The agenda for the conference turned on the World Trade
Organisation (WTO) and its presumed catastrophic impact on the
Indian farmer, apart from the largely politicised issues of food
procurement and distribution. The Agreement on Agriculture (AOA)
in the WTO dispensation, which was signed in 1994 by India and
other member-countries, postulated a world-wide movement towards
competitive markets. It was, by no means, a carte blanche for the
developed countries, with vast agricultural surpluses, to exploit
markets in the developing countries. The fact is that the AOA
recognises that in many developing countries, agriculture is much
more a way of life than a commercial occupation for the vast
majority of the farmers. To this extent, the paradigm of
competitive global free trade in agricultural commodities must
remain subordinate to the paramount human concerns of food
security and livelihood. But then the political establishment, at
the State level, continues to harbour grave misapprehensions
about the WTO being the sole source of the entire malaise of
agriculture including glut in production, injudicious crop
planning, the drastic fall in new public investment in
agriculture (in research and irrigation besides post-harvest
technologies and marketing infrastructure) and the long-continued
official inability to empower the small and marginal farmers who
constitute the predominant majority of cultivators.
On the decline in domestic prices of agricultural commodities
such as copra, pepper, chillies, turmeric and ginger in recent
times, is it all the sequel to the lifting of quantitative
restrictions (QRs) on imports? Can it be denied that the slump in
prices of such commodities has a great deal to do with both
unplanned extension of the cropping area and deplorably
inadequate marketing support, not to ignore the vital factor of
stagnant and even declining demand?

• **To-do list**
a – Can you set down, word for word, the part of the passage on the WTO and Indian agriculture that runs from "The agenda for" up to and including "on Agriculture (AOA)"?
b – Could you resume the passage on the WTO and Indian agriculture, writing on from its last sentence?

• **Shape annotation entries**
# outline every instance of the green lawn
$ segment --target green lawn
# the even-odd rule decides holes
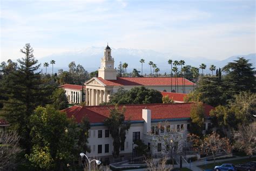
[[[178,168],[174,168],[172,169],[172,171],[192,171],[192,170],[191,170],[186,167],[183,167],[181,168],[181,169]]]
[[[249,161],[256,161],[256,158],[252,158],[251,159],[249,158],[243,159],[238,159],[238,160],[228,160],[224,162],[217,162],[214,165],[214,163],[209,163],[207,165],[203,165],[199,166],[200,168],[201,168],[204,169],[213,169],[214,168],[215,166],[220,166],[223,163],[233,163],[234,165],[237,165],[240,163],[246,163]]]

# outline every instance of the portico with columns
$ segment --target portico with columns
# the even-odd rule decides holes
[[[111,94],[117,92],[121,88],[129,90],[136,87],[144,86],[160,91],[173,92],[175,91],[174,86],[176,86],[178,92],[182,92],[184,83],[185,91],[187,94],[193,91],[196,85],[184,78],[117,77],[111,49],[107,45],[101,59],[98,77],[93,77],[84,83],[86,105],[99,105],[103,102],[108,102]],[[174,82],[177,83],[177,85],[174,85]],[[171,84],[172,86],[171,86]]]

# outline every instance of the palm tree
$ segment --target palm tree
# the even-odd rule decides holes
[[[169,59],[168,63],[171,65],[171,92],[172,91],[172,60]]]
[[[176,89],[176,80],[177,78],[177,72],[178,72],[178,68],[175,66],[172,68],[172,71],[175,73],[175,76],[176,77],[176,79],[175,79],[175,92],[177,92],[177,89]]]
[[[51,60],[50,63],[52,64],[52,76],[53,76],[53,64],[55,64],[55,61]]]
[[[157,68],[157,65],[156,65],[156,64],[154,64],[154,63],[153,63],[152,65],[152,67],[153,68],[153,74],[152,74],[152,75],[154,75],[154,70],[156,69],[156,68]]]
[[[159,68],[156,68],[154,71],[156,72],[156,74],[157,74],[157,75],[158,75],[158,72],[160,71]]]
[[[124,62],[124,63],[123,63],[123,68],[124,68],[126,76],[127,76],[127,67],[128,67],[128,63],[127,63],[126,62]]]
[[[149,62],[149,65],[150,66],[150,74],[151,74],[151,77],[152,77],[152,69],[151,69],[151,67],[152,67],[152,65],[154,64],[154,63],[153,63],[152,61],[150,61]]]
[[[197,78],[199,75],[199,68],[192,67],[191,68],[191,72],[192,73],[193,77],[194,79],[194,82],[197,83]],[[194,84],[193,84],[193,89],[194,89]]]
[[[203,76],[204,76],[204,69],[206,68],[206,65],[204,63],[202,63],[199,66],[199,68],[202,69]]]
[[[212,71],[212,76],[213,76],[213,71],[216,70],[216,66],[214,65],[211,65],[209,69]]]
[[[184,91],[183,92],[183,93],[186,93],[186,87],[185,86],[185,73],[186,72],[186,71],[187,70],[187,68],[185,67],[186,66],[184,66],[183,68],[182,68],[181,69],[181,73],[184,73],[184,74],[183,74],[183,79],[184,79],[184,81],[183,81],[183,84],[184,84]]]
[[[143,63],[145,63],[145,60],[143,59],[140,59],[139,62],[142,63],[142,76],[143,76]]]
[[[181,68],[180,69],[180,72],[181,73],[181,80],[182,80],[182,90],[183,93],[184,93],[184,87],[185,87],[185,80],[184,83],[183,83],[183,69],[182,69],[182,66],[185,65],[185,61],[184,60],[180,60],[179,62],[179,65],[181,66]]]
[[[47,67],[49,66],[49,64],[48,62],[44,62],[44,67],[45,67],[45,74],[47,74]]]
[[[177,60],[175,60],[174,62],[173,62],[173,65],[175,66],[176,67],[177,67],[177,65],[179,65],[179,62]],[[177,68],[177,72],[178,72],[178,68]],[[179,86],[178,85],[178,78],[177,78],[177,72],[176,73],[176,80],[175,80],[175,84],[177,84],[177,86],[175,86],[175,87],[177,87],[177,91],[176,91],[176,92],[179,92]]]

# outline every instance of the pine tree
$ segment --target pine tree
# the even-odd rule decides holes
[[[21,136],[20,143],[26,152],[31,148],[29,118],[36,106],[46,103],[48,91],[44,88],[39,71],[40,64],[33,55],[29,44],[21,52],[25,55],[18,60],[17,70],[11,72],[2,81],[0,91],[6,100],[3,101],[3,108],[0,115],[6,118]]]
[[[123,65],[121,62],[120,62],[119,65],[118,65],[118,67],[117,68],[117,76],[119,77],[122,77],[124,74],[124,69],[123,67]]]

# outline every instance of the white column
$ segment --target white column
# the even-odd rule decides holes
[[[89,89],[89,106],[91,106],[92,105],[92,89]]]
[[[96,90],[92,89],[92,105],[96,105]]]
[[[104,100],[103,100],[104,93],[104,91],[100,90],[100,103],[104,102]]]
[[[104,102],[107,102],[107,90],[105,90],[104,91]]]
[[[96,105],[99,105],[99,96],[100,96],[100,90],[97,90],[97,97],[96,97]]]
[[[89,89],[86,89],[86,91],[85,91],[85,102],[86,102],[86,106],[89,105]]]

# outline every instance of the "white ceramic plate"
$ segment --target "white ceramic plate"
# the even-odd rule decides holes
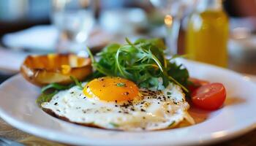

• **Set of answers**
a –
The agenda for the conference turned on the World Trade
Organisation (WTO) and its presumed catastrophic impact on the
Indian farmer, apart from the largely politicised issues of food
procurement and distribution. The Agreement on Agriculture (AOA)

b –
Obviously the country is not yet ready for the WTO regime, even
six years after signing the AOA. The Centre is no doubt culpable
in not generating even the minimum degree of awareness of what
the WTO mandates and of how the broad contours of tariffied two-
way trade would impact on Indian farming. Can the State
Governments plead ignorance of the AOA as the justification for
their own apathy towards structural deficiencies in the farming
sector? Apart from pressuring the Centre for higher support
prices and larger levels of procurement of foodgrain have the
State Governments endeavoured to develop agriculture on the basis
of improved productivity and infrastructural remediation?
The Vajpayee Government's proposal for decentralisation of
procurement of foodgrain with the requisite funds being made
available to the States has drawn a blank from the Chief
Ministers. This is indeed a pity. For one thing, it indicates
that the States have no willingness to realise that Central
procurement, often under duress, leads to huge mountains of
foodstocks being held by the Food Corporation of India (FCI), far
in excess of the off-take for the Public Distribution System
(PDS) and at enormous avoidable cost. Arguments about the States
not having adequate infrastructure for handling procurement seem
unconvincing. The truth perhaps is that the Chief Ministers know
that their political vulnerability will only increase with their
assuming responsibility for as sensitive an operation as
purchasing foodgrain from the market through a bureaucratic
process. In any case, is it not pragmatic to maintain the status
quo and keep the Centre in the firing line? Not being able to
grapple with the reforms needed in agriculture, the Conference
predictably has passed the buck to a committee of Chief
Ministers. Can the committee supply the political will for
reforms, so pathetically lacking now?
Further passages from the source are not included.